• _WORK TO COMPLETE_:
Would you please give the entries again word for word, with no images in your copy?

(Records excerpted from a collection)
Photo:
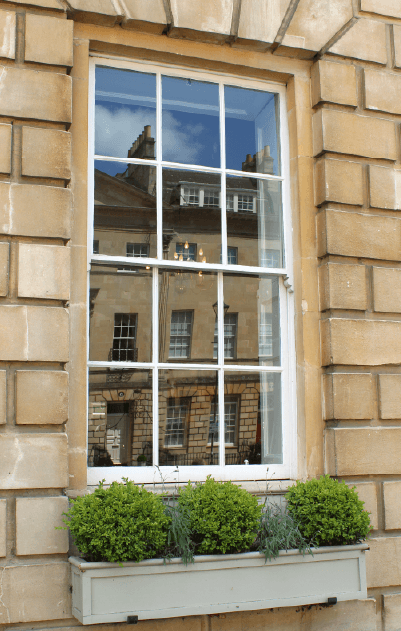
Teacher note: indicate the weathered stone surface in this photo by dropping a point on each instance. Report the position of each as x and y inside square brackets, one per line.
[342, 286]
[46, 153]
[4, 256]
[3, 396]
[338, 181]
[366, 39]
[383, 565]
[315, 23]
[387, 289]
[385, 188]
[33, 461]
[49, 215]
[357, 234]
[3, 530]
[392, 504]
[33, 333]
[7, 34]
[48, 40]
[349, 396]
[35, 592]
[43, 271]
[341, 132]
[5, 144]
[42, 397]
[333, 83]
[365, 451]
[382, 91]
[36, 523]
[360, 342]
[390, 396]
[33, 94]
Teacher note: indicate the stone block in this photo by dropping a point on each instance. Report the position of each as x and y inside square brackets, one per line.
[367, 492]
[366, 40]
[357, 234]
[391, 8]
[360, 342]
[342, 286]
[383, 562]
[36, 523]
[41, 397]
[338, 181]
[35, 211]
[315, 23]
[5, 144]
[333, 83]
[35, 592]
[390, 396]
[33, 461]
[343, 132]
[4, 256]
[387, 289]
[7, 34]
[48, 40]
[32, 94]
[349, 396]
[385, 188]
[33, 333]
[3, 396]
[3, 529]
[392, 504]
[46, 153]
[43, 271]
[365, 451]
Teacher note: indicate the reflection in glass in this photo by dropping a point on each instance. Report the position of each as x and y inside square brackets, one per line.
[190, 121]
[191, 216]
[125, 113]
[252, 418]
[120, 306]
[125, 209]
[187, 316]
[252, 131]
[255, 221]
[120, 417]
[188, 419]
[252, 303]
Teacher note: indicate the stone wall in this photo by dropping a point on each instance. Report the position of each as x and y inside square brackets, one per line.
[341, 58]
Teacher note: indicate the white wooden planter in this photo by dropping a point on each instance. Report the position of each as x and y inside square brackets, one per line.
[106, 592]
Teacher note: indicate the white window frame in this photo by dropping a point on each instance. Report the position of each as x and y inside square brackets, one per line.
[288, 469]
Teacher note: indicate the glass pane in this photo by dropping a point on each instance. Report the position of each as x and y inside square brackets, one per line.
[252, 138]
[125, 113]
[191, 216]
[252, 418]
[252, 320]
[120, 306]
[190, 122]
[187, 304]
[255, 221]
[120, 418]
[125, 209]
[188, 424]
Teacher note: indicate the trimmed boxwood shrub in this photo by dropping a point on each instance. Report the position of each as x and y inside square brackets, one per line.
[328, 512]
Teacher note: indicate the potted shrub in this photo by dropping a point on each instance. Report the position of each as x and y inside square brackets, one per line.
[214, 549]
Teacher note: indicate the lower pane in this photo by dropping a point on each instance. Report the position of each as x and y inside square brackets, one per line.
[252, 418]
[120, 418]
[188, 419]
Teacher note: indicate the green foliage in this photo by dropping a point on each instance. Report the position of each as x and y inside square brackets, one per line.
[223, 517]
[278, 531]
[328, 511]
[121, 523]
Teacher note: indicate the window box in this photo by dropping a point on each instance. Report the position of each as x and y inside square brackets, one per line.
[107, 592]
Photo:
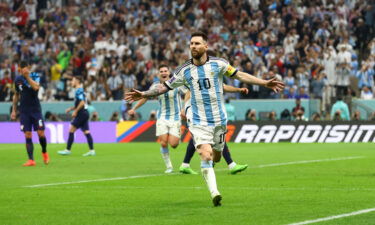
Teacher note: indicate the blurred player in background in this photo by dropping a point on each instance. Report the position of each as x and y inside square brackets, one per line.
[27, 87]
[80, 118]
[168, 125]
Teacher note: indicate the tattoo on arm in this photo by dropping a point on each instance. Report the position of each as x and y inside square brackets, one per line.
[158, 90]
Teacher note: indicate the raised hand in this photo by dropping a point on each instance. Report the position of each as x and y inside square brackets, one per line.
[244, 91]
[131, 112]
[13, 115]
[275, 85]
[133, 96]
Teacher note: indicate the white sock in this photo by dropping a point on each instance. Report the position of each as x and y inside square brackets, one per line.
[165, 155]
[209, 176]
[232, 165]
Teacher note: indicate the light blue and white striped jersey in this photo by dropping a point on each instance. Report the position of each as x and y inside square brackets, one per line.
[169, 105]
[206, 86]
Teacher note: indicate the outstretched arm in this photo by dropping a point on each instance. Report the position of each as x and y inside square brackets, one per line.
[273, 84]
[135, 95]
[138, 105]
[231, 89]
[13, 115]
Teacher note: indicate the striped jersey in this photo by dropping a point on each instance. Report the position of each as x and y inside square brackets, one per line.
[169, 105]
[206, 86]
[80, 96]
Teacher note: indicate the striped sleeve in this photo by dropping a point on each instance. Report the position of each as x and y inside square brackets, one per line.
[35, 77]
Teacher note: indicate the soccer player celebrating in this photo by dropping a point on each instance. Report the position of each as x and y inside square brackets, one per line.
[168, 123]
[207, 120]
[27, 86]
[80, 118]
[234, 168]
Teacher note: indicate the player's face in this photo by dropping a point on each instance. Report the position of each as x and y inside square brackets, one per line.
[198, 47]
[74, 82]
[163, 74]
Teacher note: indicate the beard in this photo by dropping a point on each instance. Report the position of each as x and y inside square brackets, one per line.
[197, 54]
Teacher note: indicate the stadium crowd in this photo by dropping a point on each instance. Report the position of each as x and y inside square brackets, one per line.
[320, 48]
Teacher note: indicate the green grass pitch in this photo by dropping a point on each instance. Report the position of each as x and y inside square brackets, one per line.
[269, 192]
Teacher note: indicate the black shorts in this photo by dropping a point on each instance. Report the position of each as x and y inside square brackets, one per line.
[81, 121]
[31, 120]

• _TASK RESPONSE_:
Photo:
Teacher note: indicate the weathered stone surface in this photo by dropping a point on each instance. Report the position of each as x and y inside square brackets, one per line.
[342, 286]
[46, 153]
[4, 256]
[3, 396]
[338, 181]
[366, 39]
[383, 565]
[315, 23]
[387, 289]
[385, 188]
[33, 461]
[49, 215]
[357, 234]
[3, 530]
[392, 504]
[33, 333]
[7, 34]
[48, 40]
[349, 396]
[35, 592]
[43, 271]
[341, 132]
[5, 144]
[42, 397]
[333, 83]
[365, 451]
[382, 91]
[36, 523]
[360, 342]
[390, 396]
[33, 94]
Teacher note: indicate the stone block in this photo by dropping a point on each instance. Report the position of each as x and y inside square brackets, one per line.
[367, 492]
[366, 40]
[357, 234]
[391, 8]
[360, 342]
[342, 286]
[383, 562]
[36, 523]
[41, 397]
[338, 181]
[35, 211]
[315, 23]
[5, 144]
[333, 83]
[35, 592]
[390, 396]
[33, 461]
[343, 132]
[4, 256]
[387, 289]
[7, 34]
[48, 40]
[32, 94]
[349, 396]
[385, 188]
[33, 333]
[3, 396]
[3, 529]
[392, 504]
[46, 153]
[43, 271]
[365, 451]
Teacher note: indicate the reflection in glass in this photo by dropping a point on each instance. Report the position of each as x and y inside square brackets, one per line.
[190, 121]
[191, 216]
[125, 113]
[252, 418]
[120, 306]
[125, 209]
[187, 316]
[252, 131]
[255, 221]
[120, 417]
[188, 419]
[252, 303]
Teacher note: indicate the stone wall in this photo by dropping a point on each instance. Report the position of each as x and y inside square brackets, one per line.
[341, 58]
Teacher note: indicate the white wooden planter in this photo by dropping a point on each instance. Report the position of each as x and y inside square brackets, one per line.
[106, 592]
Teacher note: indicate the white window frame in this photo by dropping a point on each instance. Report the position of each as x and y inside square brackets, one per line.
[288, 469]
Teacher note: indicate the glass pane in this photo by dropping a point on each instance. Report the position of each as x and y inside square brackets, one per line.
[252, 138]
[125, 113]
[191, 216]
[252, 418]
[252, 320]
[120, 306]
[190, 122]
[187, 304]
[255, 221]
[120, 418]
[125, 209]
[188, 424]
Teacher note: indicate the trimmed boxwood shrub in this photo by dropping a point on each instance. Report the position of each as x and y inside square brackets, one per line.
[328, 512]
Teacher note: indicate the potted shrub in this photo by dropping a point on each instance. Report the position of each as x and y inside square brackets, one per line.
[214, 549]
Teacher note: indicate the lower pane in this photo by dropping a point on each instance. Report the position of each as x and y inside square brackets, one per line.
[252, 418]
[120, 418]
[188, 419]
Teacher note: indicate the green foliage in this photo by dropping a point on each instance. Report the position of each as x and y inside square brackets, one per line.
[223, 517]
[278, 531]
[328, 511]
[121, 523]
Teacher note: indicate the window box in this photo by dropping a point on each instance. Report the position of each as x and y inside square brackets, one per line.
[107, 592]
Photo:
Teacher note: indicate the blurred player in background in this photo by dropping a point on each instance. Report the position of each as x and y inside square brackets, one per line.
[27, 87]
[80, 118]
[168, 125]
Teacher note: indicate the tattoo on arm in this photo by dropping a point on each instance. Report the position of each as x and y inside square brackets, one per line.
[158, 90]
Teacher note: indicate the raised hand in this photo by dropping a point on each instance. Report the position of each as x and y inside square brackets, one per line.
[244, 91]
[131, 112]
[13, 115]
[275, 85]
[133, 96]
Teacher note: indicate the white sock in this photo by dropping a point on each instance. Report the position of each as x and y inside square brackets, one per line.
[165, 155]
[209, 176]
[232, 165]
Teacher note: indicate the light blue and white striped jersey in this photo by dropping a point on each instance. Report the position of each as x and y inside square brackets, one per line.
[169, 105]
[206, 86]
Teacher note: indicate the outstretched arm in this photo by dropping a point on each instance. Report the position of each as x and y inside square brackets, one per line.
[273, 84]
[135, 95]
[138, 105]
[231, 89]
[13, 115]
Teacher note: indicate the striped jersey in this photo by dropping a point on each instance. Report the position of each as x and y inside square brackets, one per line.
[169, 105]
[206, 86]
[80, 96]
Teacher note: indicate the striped sleeve in this photo by dropping a point on each instance. Report the position of each as x and y inside square brackets, one per line.
[35, 77]
Teacher note: indicate the soccer player celebrating in this photo by dropping a point on each instance. Report the position of each as x and y inside square brackets, one per line.
[168, 123]
[207, 120]
[27, 86]
[80, 118]
[234, 168]
Teacher note: indicate the player's face in this photo by dropping a point on each instance. Report the position of each as x and y inside square brackets, one per line.
[198, 47]
[74, 82]
[163, 74]
Teacher note: indicate the beard in this photo by dropping a point on each instance. Report the position of each as x and y inside square brackets, one per line.
[197, 54]
Teacher note: indicate the stadium crowd in this photo by dropping a point on each instance. Report the position of each as x and y inside square brackets, one per line.
[320, 48]
Teacher note: indicate the green grass pitch in this photo by dropping a point on each instance. Report the position of each as x and y inside square brackets, one per line.
[269, 192]
Teacher note: indicate the black shorts in this photo by dropping a point on each instance. Report the position of each as x and y inside square brackets, one per line.
[81, 121]
[31, 120]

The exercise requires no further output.